> **WRITTEN INSTRUCTION 1**
Write out the entire essay about serving as a teaching assistant, with nothing changed.
> **WRITTEN INSTRUCTION 2**
In the listing, begin at the line that has "Would you please identify the metal" and stop after the line that has "column 77, row 74". Give those lines again with "one point per instance" replaced by "a single point for each instance", keep everything else the same, and leave out the pictures.

Lab Life

My Experience as a T.A.: The Good, the Bad, and the Ugly

Marisa Sanders

Congratulations, you’ve been accepted to graduate school! Over the next few years, you’ll communicate with people from all walks of life and engage in exciting research experiences that will challenge you to think in ways you didn’t believe were possible. You’ll attend lavish conferences world­wide, compose publications about your work, and, depending on your university’s requirements and funding situation, serve as a teaching assistant (T.A.).

Perhaps, as an undergraduate, you had the privilege of interacting with a T.A. In my former life as a wide-eyed, college-aged chemistry major, I perceived teaching assistants as an enigmatic species that exuded a mixture of both astute­ness and creepiness. Indeed, T.A.s were essentially “classroom babysitters”—individuals who would instruct class while the professors were locked away in their offices composing grant proposals and brainstorming big ideas. From listening to others’ anecdotes, I came to regard T.A.-instructed lectures as agonizing experiences, mostly due to disorganized and incomprehensible PowerPoint presentations and problem set questions that alluded to the most outlandish scenarios. (Why would I ever buy a mole of pickles?). I can also recall tales of T.A.s’ seemingly flirtatious (or hopelessly awkward?) attempts at communication that always left my friends feeling baffled and uncomfortable. I was so overwrought from T.A. horror stories when I started graduate school three years ago that I swore to do everything in my power to redefine the T.A. archetype that I had grown to so deeply despise. But being on the other side of the classroom—serving as the T.A.—is a different experience. Whether you’re a well-seasoned T.A. or a prospective graduate student about to embark on your first semester of T.A.-ing, I encourage you to read my following scenarios and tips on how to not only survive in the role, but also grow from the experience.

[Dataset rows]
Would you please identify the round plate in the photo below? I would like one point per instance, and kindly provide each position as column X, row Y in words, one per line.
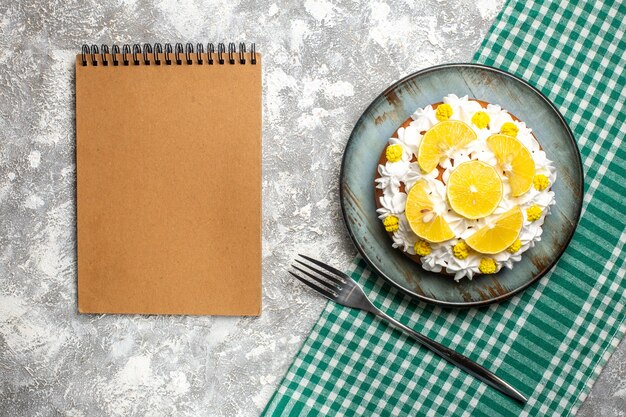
column 394, row 106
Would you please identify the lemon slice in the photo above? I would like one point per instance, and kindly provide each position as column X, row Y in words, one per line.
column 474, row 189
column 423, row 220
column 440, row 140
column 515, row 161
column 494, row 239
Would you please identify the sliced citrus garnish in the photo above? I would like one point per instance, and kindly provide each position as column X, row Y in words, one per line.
column 440, row 140
column 474, row 189
column 422, row 218
column 515, row 160
column 498, row 237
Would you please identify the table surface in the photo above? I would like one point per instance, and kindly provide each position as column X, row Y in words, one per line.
column 323, row 64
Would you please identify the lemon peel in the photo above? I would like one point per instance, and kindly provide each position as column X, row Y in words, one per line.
column 444, row 111
column 460, row 250
column 487, row 266
column 391, row 223
column 394, row 153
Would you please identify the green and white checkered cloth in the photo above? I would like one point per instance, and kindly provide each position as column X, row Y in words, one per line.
column 551, row 341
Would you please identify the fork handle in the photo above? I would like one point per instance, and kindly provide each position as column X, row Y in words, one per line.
column 457, row 359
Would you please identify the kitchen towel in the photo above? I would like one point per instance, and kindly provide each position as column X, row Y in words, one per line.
column 552, row 340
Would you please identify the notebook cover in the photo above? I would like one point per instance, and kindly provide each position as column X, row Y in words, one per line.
column 168, row 166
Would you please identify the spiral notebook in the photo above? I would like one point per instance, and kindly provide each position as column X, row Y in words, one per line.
column 168, row 161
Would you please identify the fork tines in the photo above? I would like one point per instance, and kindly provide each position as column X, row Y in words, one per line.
column 325, row 279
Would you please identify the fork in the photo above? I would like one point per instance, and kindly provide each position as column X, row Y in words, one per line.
column 340, row 288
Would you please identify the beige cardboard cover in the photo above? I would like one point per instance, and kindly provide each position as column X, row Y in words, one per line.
column 168, row 164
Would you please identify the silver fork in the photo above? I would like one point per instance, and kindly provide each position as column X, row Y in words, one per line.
column 340, row 288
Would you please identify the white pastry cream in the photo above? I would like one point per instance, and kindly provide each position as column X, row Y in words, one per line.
column 393, row 174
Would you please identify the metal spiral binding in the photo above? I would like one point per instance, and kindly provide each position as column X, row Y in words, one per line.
column 151, row 54
column 103, row 54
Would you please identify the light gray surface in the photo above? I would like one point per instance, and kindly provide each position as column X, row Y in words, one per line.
column 324, row 62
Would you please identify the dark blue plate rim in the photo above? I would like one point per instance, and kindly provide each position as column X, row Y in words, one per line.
column 537, row 276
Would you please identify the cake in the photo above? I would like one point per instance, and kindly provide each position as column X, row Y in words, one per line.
column 463, row 188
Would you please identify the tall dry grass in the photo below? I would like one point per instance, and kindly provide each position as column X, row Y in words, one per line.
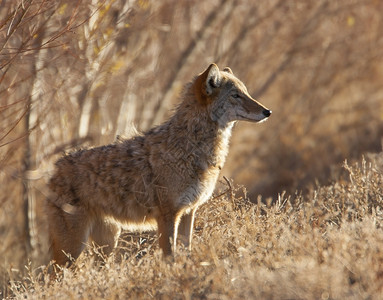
column 324, row 246
column 74, row 74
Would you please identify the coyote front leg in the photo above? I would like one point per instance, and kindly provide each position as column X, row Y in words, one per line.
column 185, row 229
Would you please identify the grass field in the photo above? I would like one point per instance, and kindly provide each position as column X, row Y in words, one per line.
column 327, row 245
column 77, row 74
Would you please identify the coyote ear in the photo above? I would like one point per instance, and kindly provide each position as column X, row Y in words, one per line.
column 206, row 82
column 228, row 70
column 213, row 79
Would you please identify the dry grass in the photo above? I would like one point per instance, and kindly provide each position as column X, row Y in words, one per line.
column 324, row 246
column 73, row 75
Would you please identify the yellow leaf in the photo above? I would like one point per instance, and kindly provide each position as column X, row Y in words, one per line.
column 350, row 21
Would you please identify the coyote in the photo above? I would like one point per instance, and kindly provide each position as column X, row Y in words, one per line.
column 154, row 180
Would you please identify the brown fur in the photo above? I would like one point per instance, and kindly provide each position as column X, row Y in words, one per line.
column 157, row 179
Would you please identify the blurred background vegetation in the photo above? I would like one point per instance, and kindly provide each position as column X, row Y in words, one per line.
column 78, row 73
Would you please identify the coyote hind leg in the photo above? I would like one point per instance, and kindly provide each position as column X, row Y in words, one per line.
column 185, row 229
column 68, row 231
column 105, row 234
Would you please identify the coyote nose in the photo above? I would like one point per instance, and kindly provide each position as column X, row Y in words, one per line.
column 266, row 112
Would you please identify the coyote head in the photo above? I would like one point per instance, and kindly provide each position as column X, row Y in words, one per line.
column 226, row 97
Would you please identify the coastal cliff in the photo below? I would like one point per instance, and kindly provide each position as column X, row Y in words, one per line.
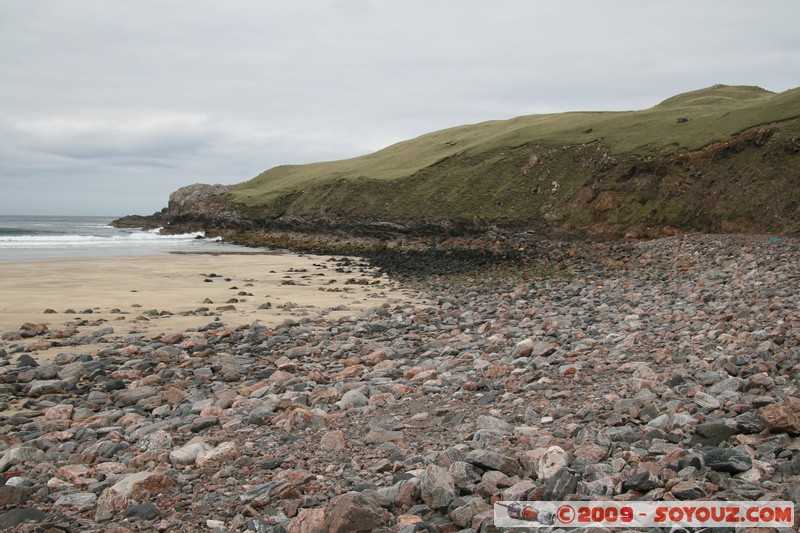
column 721, row 159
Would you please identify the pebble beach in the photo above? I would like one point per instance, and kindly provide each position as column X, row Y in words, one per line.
column 301, row 393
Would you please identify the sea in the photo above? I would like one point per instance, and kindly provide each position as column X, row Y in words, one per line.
column 51, row 237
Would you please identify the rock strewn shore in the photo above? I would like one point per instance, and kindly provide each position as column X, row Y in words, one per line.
column 665, row 369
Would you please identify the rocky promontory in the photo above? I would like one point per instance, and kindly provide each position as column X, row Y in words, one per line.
column 642, row 370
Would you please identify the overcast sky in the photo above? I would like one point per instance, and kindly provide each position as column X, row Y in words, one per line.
column 108, row 106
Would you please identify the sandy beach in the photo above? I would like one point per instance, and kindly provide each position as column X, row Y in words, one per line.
column 152, row 295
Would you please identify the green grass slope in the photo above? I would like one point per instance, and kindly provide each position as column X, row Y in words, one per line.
column 582, row 168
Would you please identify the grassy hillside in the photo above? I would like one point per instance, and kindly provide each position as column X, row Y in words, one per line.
column 582, row 168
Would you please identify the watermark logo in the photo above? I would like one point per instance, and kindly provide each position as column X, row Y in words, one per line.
column 538, row 514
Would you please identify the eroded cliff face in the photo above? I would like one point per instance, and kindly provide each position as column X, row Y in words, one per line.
column 749, row 183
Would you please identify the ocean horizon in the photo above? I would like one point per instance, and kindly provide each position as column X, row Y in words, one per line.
column 54, row 237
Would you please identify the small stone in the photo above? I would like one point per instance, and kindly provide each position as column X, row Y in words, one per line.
column 17, row 517
column 79, row 501
column 492, row 460
column 308, row 521
column 226, row 452
column 20, row 455
column 354, row 511
column 641, row 482
column 352, row 399
column 687, row 490
column 110, row 504
column 187, row 454
column 490, row 422
column 714, row 432
column 333, row 440
column 143, row 511
column 438, row 487
column 41, row 387
column 551, row 461
column 561, row 485
column 462, row 516
column 782, row 416
column 10, row 495
column 464, row 474
column 706, row 401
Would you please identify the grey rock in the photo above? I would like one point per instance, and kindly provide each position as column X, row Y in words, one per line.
column 17, row 517
column 489, row 459
column 563, row 484
column 80, row 501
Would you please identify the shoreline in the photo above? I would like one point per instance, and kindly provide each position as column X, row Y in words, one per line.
column 153, row 295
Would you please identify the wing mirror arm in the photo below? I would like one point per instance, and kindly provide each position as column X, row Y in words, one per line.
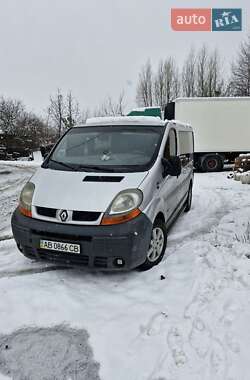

> **CORRECT OUTPUT 1**
Lab Life

My Experience as a T.A.: The Good, the Bad, and the Ugly

Marisa Sanders

Congratulations, you’ve been accepted to graduate school! Over the next few years, you’ll communicate with people from all walks of life and engage in exciting research experiences that will challenge you to think in ways you didn’t believe were possible. You’ll attend lavish conferences world­wide, compose publications about your work, and, depending on your university’s requirements and funding situation, serve as a teaching assistant (T.A.).

Perhaps, as an undergraduate, you had the privilege of interacting with a T.A. In my former life as a wide-eyed, college-aged chemistry major, I perceived teaching assistants as an enigmatic species that exuded a mixture of both astute­ness and creepiness. Indeed, T.A.s were essentially “classroom babysitters”—individuals who would instruct class while the professors were locked away in their offices composing grant proposals and brainstorming big ideas. From listening to others’ anecdotes, I came to regard T.A.-instructed lectures as agonizing experiences, mostly due to disorganized and incomprehensible PowerPoint presentations and problem set questions that alluded to the most outlandish scenarios. (Why would I ever buy a mole of pickles?). I can also recall tales of T.A.s’ seemingly flirtatious (or hopelessly awkward?) attempts at communication that always left my friends feeling baffled and uncomfortable. I was so overwrought from T.A. horror stories when I started graduate school three years ago that I swore to do everything in my power to redefine the T.A. archetype that I had grown to so deeply despise. But being on the other side of the classroom—serving as the T.A.—is a different experience. Whether you’re a well-seasoned T.A. or a prospective graduate student about to embark on your first semester of T.A.-ing, I encourage you to read my following scenarios and tips on how to not only survive in the role, but also grow from the experience.

> **CORRECT OUTPUT 2**
Would you please identify the metal spiral binding in the photo above? I would like a single point for each instance, and kindly provide each position as column X, row Y in words, one per line.
column 151, row 54
column 103, row 54
Would you please identify the light gray surface in the photo above? I would like a single point for each instance, and kindly provide each position as column X, row Y in words, one per line.
column 324, row 62
Would you please identify the dark blue plate rim in the photo above? I would like a single point for each instance, and kindly provide each position as column X, row Y in words, one per line.
column 537, row 276
Would you please identify the cake in the photo above? I would like a single point for each instance, and kindly provide each position as column X, row Y in words, one per line.
column 463, row 188
Would you please identify the tall dry grass in the photo below? I would like a single point for each instance, and kindly provide each position as column X, row Y in words, one per line.
column 324, row 246
column 74, row 74
Would you please identify the coyote front leg in the photo above? I would like a single point for each instance, and kindly provide each position as column X, row Y in words, one per line.
column 185, row 229
Would you please identify the grass field in the photo above? I would like a single point for each instance, and kindly provide each position as column X, row Y in words, one per line.
column 327, row 245
column 77, row 74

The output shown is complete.